**Instructions to follow**
Please copy the lines between the one holding "If you could tag the whale pectoral" and the one holding "<point>154,221</point>", inclusive, swapping "pectoral" for "dorsal" and changing nothing else.

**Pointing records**
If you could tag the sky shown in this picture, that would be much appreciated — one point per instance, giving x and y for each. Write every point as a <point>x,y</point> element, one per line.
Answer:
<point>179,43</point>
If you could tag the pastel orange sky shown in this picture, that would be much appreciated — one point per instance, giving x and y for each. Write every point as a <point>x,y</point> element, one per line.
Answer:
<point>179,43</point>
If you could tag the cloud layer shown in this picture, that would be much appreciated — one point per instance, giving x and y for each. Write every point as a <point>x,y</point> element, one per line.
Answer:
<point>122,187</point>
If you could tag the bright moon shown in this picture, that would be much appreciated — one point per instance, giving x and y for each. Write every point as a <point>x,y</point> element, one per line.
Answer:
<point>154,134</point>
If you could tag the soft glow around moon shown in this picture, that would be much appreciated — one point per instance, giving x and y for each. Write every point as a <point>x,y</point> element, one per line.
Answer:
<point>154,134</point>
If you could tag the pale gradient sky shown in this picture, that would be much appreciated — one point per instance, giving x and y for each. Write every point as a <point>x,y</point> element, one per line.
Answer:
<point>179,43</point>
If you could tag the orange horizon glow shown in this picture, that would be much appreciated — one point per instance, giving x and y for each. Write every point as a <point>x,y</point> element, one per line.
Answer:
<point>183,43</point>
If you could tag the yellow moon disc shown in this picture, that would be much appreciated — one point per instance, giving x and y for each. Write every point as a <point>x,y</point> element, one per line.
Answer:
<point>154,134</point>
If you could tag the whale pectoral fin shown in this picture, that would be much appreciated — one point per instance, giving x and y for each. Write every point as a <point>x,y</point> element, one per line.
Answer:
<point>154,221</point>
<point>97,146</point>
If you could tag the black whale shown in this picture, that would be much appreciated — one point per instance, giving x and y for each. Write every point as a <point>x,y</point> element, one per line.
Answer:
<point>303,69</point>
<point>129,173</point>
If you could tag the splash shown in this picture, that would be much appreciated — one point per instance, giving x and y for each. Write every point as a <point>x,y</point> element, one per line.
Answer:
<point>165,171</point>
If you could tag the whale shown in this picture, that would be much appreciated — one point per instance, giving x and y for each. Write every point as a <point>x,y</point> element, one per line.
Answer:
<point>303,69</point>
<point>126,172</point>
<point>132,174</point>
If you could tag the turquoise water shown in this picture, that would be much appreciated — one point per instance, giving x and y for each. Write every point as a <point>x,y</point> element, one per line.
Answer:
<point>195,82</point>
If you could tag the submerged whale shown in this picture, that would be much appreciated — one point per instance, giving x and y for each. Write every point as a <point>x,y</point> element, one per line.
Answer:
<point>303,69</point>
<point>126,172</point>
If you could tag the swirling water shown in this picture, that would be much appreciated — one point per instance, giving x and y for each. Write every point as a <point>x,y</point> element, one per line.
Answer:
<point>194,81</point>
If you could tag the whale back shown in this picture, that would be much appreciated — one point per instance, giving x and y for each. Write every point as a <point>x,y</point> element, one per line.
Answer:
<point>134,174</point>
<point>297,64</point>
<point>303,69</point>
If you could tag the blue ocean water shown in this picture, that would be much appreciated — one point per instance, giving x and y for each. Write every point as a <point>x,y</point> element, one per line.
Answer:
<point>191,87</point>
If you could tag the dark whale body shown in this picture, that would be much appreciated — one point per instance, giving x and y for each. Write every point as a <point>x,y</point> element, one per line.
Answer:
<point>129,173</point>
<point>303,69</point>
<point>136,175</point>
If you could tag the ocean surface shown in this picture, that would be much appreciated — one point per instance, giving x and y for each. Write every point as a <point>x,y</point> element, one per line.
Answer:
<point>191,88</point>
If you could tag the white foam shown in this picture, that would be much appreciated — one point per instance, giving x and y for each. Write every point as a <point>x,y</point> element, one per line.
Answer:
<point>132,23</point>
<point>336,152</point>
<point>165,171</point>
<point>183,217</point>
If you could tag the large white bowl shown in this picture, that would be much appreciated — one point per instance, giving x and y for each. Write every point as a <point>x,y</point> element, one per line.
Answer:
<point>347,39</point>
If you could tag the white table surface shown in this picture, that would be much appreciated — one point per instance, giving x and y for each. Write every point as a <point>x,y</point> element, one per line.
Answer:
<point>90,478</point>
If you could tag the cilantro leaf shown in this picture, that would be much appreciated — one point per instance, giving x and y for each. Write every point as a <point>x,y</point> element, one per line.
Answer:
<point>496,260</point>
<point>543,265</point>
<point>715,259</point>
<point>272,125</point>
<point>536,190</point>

**Reply to the exercise**
If you could tag the whale dorsal fin shown in this picture, that would be much appreciated — one point per instance, giving x and y for each. Write every point as a <point>x,y</point> element, one per line.
Answer:
<point>154,221</point>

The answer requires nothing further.